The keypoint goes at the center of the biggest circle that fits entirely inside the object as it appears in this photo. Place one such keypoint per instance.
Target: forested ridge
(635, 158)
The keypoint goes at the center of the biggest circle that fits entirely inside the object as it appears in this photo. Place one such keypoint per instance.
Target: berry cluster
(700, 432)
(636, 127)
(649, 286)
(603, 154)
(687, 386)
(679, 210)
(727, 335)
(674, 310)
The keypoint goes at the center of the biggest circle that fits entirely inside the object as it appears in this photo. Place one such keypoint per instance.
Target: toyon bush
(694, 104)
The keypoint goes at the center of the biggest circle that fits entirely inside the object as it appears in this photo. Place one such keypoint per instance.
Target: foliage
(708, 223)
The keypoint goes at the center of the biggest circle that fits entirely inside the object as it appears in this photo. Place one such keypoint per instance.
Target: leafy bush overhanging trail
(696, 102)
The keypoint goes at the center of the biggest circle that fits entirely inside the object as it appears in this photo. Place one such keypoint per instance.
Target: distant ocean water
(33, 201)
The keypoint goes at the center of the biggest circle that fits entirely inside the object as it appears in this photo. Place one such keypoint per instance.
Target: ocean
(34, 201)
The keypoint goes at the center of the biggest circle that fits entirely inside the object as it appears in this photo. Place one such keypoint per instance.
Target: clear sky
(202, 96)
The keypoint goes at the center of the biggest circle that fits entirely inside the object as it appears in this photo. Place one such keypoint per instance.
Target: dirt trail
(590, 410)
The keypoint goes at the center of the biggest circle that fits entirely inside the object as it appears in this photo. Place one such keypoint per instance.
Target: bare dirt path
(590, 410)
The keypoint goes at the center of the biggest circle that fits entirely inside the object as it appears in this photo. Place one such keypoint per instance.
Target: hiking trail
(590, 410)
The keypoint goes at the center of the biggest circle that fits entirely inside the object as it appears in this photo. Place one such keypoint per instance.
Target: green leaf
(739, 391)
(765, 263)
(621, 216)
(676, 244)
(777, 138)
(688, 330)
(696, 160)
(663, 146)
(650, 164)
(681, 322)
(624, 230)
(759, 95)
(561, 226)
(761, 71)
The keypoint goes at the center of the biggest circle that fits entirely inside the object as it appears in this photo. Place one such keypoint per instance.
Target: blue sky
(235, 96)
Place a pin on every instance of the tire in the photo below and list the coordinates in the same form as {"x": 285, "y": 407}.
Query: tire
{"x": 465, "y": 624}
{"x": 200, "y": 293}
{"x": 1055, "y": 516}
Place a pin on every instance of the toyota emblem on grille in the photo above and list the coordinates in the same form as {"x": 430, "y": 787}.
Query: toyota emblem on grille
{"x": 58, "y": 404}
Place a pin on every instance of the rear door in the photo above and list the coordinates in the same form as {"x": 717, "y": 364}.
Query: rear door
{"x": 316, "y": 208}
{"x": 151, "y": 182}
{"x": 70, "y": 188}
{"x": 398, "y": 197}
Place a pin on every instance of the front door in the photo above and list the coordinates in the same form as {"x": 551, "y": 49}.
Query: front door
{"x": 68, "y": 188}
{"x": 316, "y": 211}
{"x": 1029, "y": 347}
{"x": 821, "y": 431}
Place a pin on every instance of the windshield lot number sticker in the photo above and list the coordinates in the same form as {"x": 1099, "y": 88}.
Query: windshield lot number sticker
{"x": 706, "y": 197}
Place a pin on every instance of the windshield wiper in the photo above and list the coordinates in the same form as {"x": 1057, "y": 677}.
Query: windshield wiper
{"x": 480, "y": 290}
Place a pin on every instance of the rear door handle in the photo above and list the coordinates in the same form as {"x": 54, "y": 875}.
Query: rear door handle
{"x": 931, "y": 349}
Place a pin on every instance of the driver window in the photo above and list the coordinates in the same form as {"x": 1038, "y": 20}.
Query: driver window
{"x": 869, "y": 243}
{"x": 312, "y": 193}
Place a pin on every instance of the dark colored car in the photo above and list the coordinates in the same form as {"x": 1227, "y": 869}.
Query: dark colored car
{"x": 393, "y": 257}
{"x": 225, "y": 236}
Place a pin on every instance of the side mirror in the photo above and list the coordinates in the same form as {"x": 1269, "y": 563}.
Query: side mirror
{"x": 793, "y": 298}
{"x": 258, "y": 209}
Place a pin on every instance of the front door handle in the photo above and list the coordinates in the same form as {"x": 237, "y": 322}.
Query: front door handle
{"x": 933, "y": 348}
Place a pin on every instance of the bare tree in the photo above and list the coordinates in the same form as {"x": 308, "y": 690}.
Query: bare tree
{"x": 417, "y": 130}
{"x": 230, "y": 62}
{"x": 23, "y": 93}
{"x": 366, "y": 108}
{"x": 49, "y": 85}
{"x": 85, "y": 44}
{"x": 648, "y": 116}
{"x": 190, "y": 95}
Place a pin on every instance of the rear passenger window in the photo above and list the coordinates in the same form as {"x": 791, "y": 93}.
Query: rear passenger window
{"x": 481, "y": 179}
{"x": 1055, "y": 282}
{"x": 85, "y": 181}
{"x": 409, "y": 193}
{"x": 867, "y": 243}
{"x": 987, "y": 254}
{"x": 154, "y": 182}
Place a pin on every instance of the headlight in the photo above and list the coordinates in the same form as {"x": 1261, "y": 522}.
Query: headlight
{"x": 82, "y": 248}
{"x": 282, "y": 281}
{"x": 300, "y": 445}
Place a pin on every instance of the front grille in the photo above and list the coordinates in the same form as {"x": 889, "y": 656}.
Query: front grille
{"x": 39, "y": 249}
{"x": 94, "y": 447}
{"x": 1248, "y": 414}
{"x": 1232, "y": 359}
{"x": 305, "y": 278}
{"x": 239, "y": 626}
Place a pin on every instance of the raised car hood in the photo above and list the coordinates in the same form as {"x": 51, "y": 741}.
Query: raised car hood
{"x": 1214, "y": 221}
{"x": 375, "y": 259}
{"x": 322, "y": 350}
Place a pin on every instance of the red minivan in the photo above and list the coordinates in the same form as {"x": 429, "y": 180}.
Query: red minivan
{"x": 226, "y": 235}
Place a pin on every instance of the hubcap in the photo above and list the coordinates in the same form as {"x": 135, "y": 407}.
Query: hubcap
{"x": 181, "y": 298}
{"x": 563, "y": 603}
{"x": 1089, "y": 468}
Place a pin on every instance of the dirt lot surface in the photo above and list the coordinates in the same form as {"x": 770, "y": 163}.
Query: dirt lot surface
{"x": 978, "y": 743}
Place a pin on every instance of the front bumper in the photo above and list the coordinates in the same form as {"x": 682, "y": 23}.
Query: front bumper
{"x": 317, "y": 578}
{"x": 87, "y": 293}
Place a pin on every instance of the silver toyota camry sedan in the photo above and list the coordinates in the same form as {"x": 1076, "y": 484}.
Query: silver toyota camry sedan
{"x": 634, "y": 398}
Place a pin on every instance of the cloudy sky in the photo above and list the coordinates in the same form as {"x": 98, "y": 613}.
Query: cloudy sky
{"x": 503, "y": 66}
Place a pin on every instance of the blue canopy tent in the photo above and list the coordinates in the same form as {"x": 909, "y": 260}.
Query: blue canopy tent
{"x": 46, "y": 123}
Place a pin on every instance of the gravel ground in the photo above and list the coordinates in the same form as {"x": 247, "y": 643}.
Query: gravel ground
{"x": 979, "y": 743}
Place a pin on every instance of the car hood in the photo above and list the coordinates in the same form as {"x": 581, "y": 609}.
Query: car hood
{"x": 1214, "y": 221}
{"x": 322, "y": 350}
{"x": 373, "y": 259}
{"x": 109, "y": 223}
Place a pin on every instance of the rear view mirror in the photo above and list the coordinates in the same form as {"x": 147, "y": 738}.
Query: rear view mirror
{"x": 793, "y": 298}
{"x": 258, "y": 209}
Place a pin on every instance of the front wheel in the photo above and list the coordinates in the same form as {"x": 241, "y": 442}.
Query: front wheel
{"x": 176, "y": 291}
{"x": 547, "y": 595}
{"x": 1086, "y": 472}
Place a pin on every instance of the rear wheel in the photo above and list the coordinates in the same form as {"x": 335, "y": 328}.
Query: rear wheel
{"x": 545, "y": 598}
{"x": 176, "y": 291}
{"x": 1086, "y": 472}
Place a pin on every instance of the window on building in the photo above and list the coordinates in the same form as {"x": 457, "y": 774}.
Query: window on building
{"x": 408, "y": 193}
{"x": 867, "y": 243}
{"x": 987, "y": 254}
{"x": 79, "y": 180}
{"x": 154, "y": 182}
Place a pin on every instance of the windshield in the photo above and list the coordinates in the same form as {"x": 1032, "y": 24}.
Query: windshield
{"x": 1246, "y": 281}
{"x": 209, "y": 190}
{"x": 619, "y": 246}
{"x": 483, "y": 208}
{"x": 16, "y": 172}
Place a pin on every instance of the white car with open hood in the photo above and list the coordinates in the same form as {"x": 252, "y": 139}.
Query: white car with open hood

^^^^^^^^

_Your objective_
Of the lines in the data, report each one containing the string "white".

_Task output_
Place a pin on every instance of the white car with open hood in the photo above and list the coordinates in the same form as {"x": 252, "y": 139}.
Query: white car with open hood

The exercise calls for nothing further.